### Instruction
Print the listing below in its entirety, character for character.

[Excerpts of pointing data]
<<<<

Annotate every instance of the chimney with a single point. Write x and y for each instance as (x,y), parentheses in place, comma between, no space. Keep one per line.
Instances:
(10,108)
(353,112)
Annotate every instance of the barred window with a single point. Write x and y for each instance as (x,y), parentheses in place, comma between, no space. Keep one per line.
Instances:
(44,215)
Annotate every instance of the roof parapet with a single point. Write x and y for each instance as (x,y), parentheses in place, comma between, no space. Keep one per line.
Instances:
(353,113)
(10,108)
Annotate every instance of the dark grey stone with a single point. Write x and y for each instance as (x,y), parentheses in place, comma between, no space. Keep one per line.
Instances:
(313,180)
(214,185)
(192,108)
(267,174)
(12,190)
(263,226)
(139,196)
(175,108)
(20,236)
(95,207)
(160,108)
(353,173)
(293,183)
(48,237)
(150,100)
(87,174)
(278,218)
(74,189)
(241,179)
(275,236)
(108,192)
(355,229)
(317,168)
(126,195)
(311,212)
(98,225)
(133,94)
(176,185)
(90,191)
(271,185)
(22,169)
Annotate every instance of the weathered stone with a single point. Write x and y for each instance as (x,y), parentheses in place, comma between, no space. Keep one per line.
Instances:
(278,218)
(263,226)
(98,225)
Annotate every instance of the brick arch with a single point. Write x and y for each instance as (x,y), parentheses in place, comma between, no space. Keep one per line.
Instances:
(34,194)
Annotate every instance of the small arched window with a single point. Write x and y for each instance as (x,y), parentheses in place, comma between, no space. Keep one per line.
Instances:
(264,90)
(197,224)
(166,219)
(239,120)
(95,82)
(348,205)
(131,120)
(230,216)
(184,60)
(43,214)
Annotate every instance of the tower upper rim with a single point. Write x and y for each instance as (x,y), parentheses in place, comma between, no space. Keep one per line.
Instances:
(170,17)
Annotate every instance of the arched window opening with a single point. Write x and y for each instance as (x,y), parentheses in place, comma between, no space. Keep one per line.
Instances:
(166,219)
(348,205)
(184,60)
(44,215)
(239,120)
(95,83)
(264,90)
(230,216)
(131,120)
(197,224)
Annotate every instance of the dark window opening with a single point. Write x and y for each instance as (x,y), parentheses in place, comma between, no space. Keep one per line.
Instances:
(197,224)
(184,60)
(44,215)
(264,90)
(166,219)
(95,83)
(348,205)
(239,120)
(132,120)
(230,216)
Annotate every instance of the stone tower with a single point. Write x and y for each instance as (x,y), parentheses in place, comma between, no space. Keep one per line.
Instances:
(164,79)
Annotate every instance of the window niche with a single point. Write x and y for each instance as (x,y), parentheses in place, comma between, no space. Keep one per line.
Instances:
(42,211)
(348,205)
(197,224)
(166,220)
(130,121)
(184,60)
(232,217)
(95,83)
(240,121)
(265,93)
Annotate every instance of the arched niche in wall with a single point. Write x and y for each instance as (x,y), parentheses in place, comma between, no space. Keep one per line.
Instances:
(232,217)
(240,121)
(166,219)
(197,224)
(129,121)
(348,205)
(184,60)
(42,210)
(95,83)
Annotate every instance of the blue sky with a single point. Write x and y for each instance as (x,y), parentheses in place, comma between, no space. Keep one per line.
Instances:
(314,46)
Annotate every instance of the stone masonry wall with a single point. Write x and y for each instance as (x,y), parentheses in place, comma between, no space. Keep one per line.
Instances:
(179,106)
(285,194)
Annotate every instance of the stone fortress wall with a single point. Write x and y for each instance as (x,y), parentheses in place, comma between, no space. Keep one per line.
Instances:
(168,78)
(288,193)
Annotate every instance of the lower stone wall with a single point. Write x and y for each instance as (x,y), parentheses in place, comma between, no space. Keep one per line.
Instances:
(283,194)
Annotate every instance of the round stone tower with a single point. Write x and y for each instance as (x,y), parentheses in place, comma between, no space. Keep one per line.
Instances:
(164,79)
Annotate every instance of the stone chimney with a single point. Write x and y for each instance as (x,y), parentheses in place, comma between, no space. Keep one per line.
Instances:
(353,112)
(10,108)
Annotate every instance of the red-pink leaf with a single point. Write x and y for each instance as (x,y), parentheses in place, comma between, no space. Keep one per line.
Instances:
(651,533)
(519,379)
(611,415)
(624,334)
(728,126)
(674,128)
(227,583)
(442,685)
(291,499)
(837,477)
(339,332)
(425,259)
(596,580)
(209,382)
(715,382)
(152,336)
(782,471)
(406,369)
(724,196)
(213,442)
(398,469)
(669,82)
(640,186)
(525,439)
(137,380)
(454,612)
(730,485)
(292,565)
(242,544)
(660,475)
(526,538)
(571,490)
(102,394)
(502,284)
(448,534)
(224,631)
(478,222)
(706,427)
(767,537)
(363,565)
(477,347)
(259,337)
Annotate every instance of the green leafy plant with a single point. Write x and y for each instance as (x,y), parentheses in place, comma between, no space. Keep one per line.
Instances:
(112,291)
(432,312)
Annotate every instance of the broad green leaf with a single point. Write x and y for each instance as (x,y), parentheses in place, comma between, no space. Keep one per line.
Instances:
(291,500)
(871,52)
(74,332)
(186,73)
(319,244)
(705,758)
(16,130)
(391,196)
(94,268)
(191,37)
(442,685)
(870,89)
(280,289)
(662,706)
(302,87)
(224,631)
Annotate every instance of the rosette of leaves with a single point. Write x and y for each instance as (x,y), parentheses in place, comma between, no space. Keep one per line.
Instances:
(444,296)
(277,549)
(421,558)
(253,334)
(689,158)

>>>>

### Output below
Annotate every instance of the chimney with a single point. Write x and y for each instance as (x,y), parentheses in place, comma between, no space. Keep one per line.
Instances:
(10,108)
(353,112)
Annotate every instance of the barred window with a single point. Write x and y for each instance as (x,y), parentheses in place, comma between, no space. Keep one per line.
Instances:
(44,215)
Annotate every instance of the roof parapet with a single point. Write x and y for each instance as (x,y), parentheses in place, comma between, no space. Keep one per line.
Instances:
(353,113)
(10,108)
Annotate every instance of the dark grey stone with a single point. Write x and y for each instance as (x,y), parentheses in place, comma between, no space. Keep one per line.
Instances:
(313,180)
(214,185)
(192,108)
(267,174)
(12,190)
(263,226)
(139,196)
(175,108)
(20,236)
(95,207)
(160,108)
(353,173)
(293,183)
(48,237)
(150,100)
(87,174)
(278,218)
(74,189)
(241,179)
(275,236)
(108,192)
(355,229)
(317,168)
(126,195)
(311,212)
(98,225)
(133,94)
(176,185)
(90,191)
(271,185)
(22,169)
Annotate every instance of the weathered stone with a single point. Write x and y for each instance as (x,y), parentheses in place, comma between, no space. Keep one per line.
Instances:
(278,218)
(263,226)
(98,225)
Annotate every instance of the brick arch with a single point. Write x and y for each instance as (x,y), parentheses in place, comma between, no space. Keep one per line.
Instances:
(34,194)
Annotate every instance of the small arched window with a single point. Write x and y for each instance as (x,y), parentheses in place, comma between, no space. Keep one per line.
Instances:
(264,90)
(197,224)
(166,219)
(239,120)
(95,82)
(348,205)
(131,120)
(230,216)
(184,60)
(43,214)
Annotate every instance of the tower upper rim with a single point. Write x and y for each instance as (x,y), parentheses in place, comma between, no space. Keep one per line.
Instances:
(170,17)
Annotate every instance of the arched window opening with a single point. Write x and y for each instance as (x,y), parentheses in place, comma between, no space. Keep one per line.
Instances:
(166,219)
(348,205)
(184,60)
(44,215)
(239,120)
(95,83)
(264,90)
(230,216)
(131,120)
(197,224)
Annotate every instance of the dark window opening with a single point. Write x and y for each instance as (x,y), parentheses in place, comma between, no space. Keep one per line.
Instances:
(197,224)
(184,60)
(44,215)
(264,90)
(166,219)
(95,83)
(348,205)
(239,120)
(132,120)
(230,216)
Annotate every instance of the stone tower with a single point. Write x and y for each instance as (x,y), parentheses in place, comma between, no space. Keep one per line.
Instances:
(164,79)
Annotate every instance of the window niche with a single point. Write x and y for each instance as (x,y), parentheses in place, comma between, no space. Keep one per line.
Instances:
(42,211)
(348,205)
(197,224)
(166,220)
(130,121)
(184,60)
(232,217)
(95,83)
(240,121)
(265,93)
Annotate every instance of the arched niche in wall with a single point. Write x and y for each instance as (x,y), parentheses in place, comma between, no space. Keep one per line.
Instances:
(232,217)
(240,121)
(166,219)
(197,224)
(129,121)
(348,205)
(184,60)
(42,210)
(95,83)
Annotate every instance of the blue sky with a single point. Write x and y for each instance as (x,y), parentheses in place, comma between, no space. Keep one per line.
Instances:
(314,46)
Annotate every instance of the stone masonry wall with a single point. Write x and y for each instance as (x,y), parentheses in place, comma between, no space. Keep one per line.
Instances:
(179,106)
(285,194)
Annotate every instance of the stone fortress wall with a single point. Write x and y for each instance as (x,y), parentheses in place, comma between, no space. Keep one per line.
Instances:
(168,78)
(288,193)
Annotate every instance of the lower stone wall with a single point. Write x and y for each instance as (x,y), parentheses in place, comma between, no space. Keep one per line.
Instances:
(283,194)
Annotate every instance of the round stone tower with a single point. Write x and y for each instance as (x,y), parentheses in place, comma between, no space. Keep one per line.
Instances:
(164,79)
Annotate every instance of the stone chimney with a single point. Write x and y for each instance as (x,y), parentheses in place, comma between, no space. Keep one per line.
Instances:
(353,112)
(10,108)
Annotate every instance of the red-pink leaf with a single point. Write x and y for each instance as (x,y), parentheses in place, comma between, no space. Keep one per line.
Instances:
(651,533)
(519,379)
(611,415)
(624,334)
(728,126)
(674,128)
(227,583)
(442,685)
(291,499)
(837,477)
(339,332)
(425,259)
(596,580)
(209,382)
(715,382)
(152,336)
(782,471)
(406,369)
(724,196)
(213,442)
(398,469)
(669,82)
(640,186)
(525,439)
(137,380)
(454,612)
(730,485)
(292,565)
(242,544)
(660,475)
(526,538)
(571,490)
(102,394)
(502,284)
(448,534)
(224,631)
(478,222)
(706,427)
(767,537)
(363,565)
(477,347)
(259,337)
Annotate every instance of the green leafy plant with a single point. Write x and y for each instance as (x,y), parentheses in place, comma between, no space. Keep one per line.
Instances:
(112,291)
(432,312)
Annotate every instance of the broad green leaf with a single point. Write x and y for each instance as (x,y), parentheses in place, comma between, no space. Keep one per line.
Instances:
(291,500)
(871,52)
(74,332)
(186,73)
(319,244)
(705,758)
(16,130)
(391,196)
(94,268)
(191,37)
(442,685)
(870,89)
(280,289)
(662,706)
(302,87)
(224,631)
Annotate every instance of the rosette of leaves with a single point. Write x and y for each instance as (x,y), parentheses in place, comma between, no space. Keep one per line.
Instances:
(444,296)
(277,549)
(421,558)
(253,334)
(689,158)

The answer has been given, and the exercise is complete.